> _About this task_:
Your copy of the entries below should hold exactly the lines from the one containing "below contains shrub." to the one containing "Wildlife camera trigger: the trail-cam image above contains blue", inclusive, and no pictures.

=== Records for the exercise ===

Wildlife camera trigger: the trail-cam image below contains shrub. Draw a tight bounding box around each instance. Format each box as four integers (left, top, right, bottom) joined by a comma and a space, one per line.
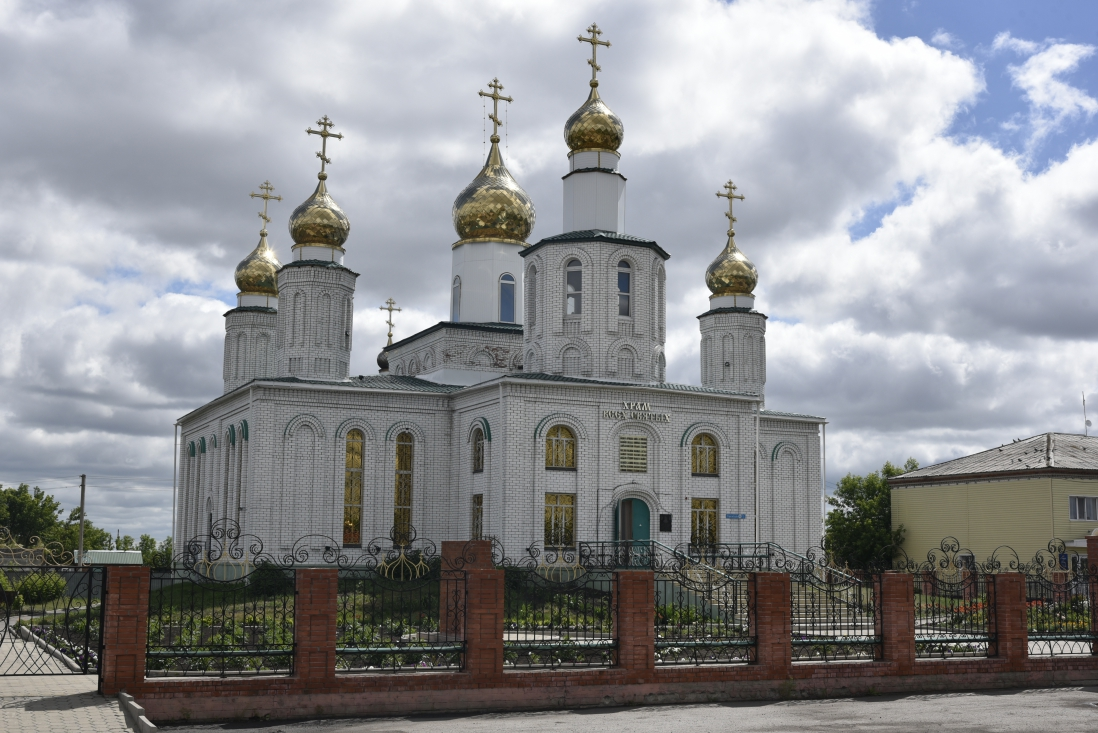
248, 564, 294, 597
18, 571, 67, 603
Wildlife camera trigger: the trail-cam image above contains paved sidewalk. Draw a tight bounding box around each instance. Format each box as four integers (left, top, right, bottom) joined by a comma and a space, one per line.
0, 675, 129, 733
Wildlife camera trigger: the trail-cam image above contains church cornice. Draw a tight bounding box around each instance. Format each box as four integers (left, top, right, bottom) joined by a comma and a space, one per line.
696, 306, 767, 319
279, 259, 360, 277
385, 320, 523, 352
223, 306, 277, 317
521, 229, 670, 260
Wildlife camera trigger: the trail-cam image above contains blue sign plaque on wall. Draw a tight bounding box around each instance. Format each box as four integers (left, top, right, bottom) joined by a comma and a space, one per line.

===
=== Records for the exercise ===

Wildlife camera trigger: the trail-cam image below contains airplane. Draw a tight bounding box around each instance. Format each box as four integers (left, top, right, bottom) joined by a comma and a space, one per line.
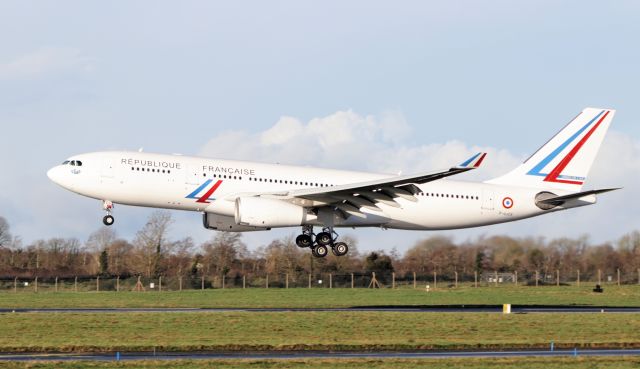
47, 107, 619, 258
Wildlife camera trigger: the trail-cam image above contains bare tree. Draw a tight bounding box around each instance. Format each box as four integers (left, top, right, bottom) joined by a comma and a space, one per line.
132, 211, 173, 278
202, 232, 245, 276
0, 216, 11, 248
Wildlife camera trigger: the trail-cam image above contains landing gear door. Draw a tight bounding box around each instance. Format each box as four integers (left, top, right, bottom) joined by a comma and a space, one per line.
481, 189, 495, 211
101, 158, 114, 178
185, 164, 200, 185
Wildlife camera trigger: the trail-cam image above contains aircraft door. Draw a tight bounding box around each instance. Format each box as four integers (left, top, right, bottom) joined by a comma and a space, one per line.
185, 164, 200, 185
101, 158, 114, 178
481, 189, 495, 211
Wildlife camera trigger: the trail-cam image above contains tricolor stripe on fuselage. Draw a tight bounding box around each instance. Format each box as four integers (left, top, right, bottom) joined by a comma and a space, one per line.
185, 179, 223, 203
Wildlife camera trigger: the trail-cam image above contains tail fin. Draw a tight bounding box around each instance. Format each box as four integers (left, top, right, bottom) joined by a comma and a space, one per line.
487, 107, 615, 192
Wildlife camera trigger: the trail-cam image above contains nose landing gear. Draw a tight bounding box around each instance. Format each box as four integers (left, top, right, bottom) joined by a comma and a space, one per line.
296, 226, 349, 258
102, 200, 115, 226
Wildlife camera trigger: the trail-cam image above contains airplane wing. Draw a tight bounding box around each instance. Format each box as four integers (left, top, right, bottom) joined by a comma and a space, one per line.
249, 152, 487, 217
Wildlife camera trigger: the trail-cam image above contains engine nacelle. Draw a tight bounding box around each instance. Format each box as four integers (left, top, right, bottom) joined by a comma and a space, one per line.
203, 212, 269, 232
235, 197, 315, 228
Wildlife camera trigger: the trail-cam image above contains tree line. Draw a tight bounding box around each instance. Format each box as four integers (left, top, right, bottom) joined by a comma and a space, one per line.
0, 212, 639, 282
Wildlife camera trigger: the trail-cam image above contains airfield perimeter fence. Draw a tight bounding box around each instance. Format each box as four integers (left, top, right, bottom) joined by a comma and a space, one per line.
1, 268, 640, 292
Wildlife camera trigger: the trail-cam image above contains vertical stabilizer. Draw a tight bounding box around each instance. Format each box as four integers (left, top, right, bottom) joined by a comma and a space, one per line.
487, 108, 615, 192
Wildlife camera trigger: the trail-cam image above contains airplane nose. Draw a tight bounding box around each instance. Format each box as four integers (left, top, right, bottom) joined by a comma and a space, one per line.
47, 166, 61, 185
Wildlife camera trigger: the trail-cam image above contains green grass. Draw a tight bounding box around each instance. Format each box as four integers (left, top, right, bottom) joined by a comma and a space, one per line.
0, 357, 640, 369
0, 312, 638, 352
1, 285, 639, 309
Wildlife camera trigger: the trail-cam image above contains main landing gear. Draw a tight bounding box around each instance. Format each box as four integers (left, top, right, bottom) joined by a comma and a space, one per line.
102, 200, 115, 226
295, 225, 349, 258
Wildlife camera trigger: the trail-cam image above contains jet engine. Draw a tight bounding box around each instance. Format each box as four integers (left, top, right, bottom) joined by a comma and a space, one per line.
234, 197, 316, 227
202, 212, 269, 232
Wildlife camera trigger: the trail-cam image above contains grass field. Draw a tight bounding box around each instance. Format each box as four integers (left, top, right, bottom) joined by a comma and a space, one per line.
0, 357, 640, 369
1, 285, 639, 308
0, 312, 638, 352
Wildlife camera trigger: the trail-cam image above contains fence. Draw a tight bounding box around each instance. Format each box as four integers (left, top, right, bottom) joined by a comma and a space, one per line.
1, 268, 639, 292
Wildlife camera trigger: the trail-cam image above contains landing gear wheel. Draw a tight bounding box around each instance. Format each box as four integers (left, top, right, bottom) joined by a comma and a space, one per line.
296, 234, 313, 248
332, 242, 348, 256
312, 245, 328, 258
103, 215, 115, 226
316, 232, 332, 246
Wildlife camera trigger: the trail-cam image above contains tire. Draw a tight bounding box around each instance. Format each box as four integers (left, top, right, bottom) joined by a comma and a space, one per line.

===

> _Solved problem_:
Wildlife camera trigger: the trail-cam image below contains shrub. Draw a tight bounding box around each instance. Format each box as four integers (left, top, right, bottom) joined by a comma and a space, one per line.
248, 564, 294, 597
18, 571, 67, 603
Wildlife camera trigger: the trail-cam image above contains paved sidewalk. Draw a tight bounding box around each instance. Format each box as four integers (left, top, right, bottom) joined by a comma and a space, one per line.
0, 675, 129, 733
Wildlife camera trigger: the trail-cam image above contains church cornice. Draw a tight bounding box around each instance. Format each box as four integers (left, top, right, bottom) joined by a comma and a space, one per line.
696, 306, 767, 319
279, 259, 360, 277
385, 320, 523, 352
223, 306, 277, 317
521, 229, 670, 260
Wildlife camera trigger: the trail-cam image above contains blue sign plaque on wall. Draw a tight bounding box around each instance. Format each box as four integers (left, top, right, bottom) joined by a comma and a space, one per line.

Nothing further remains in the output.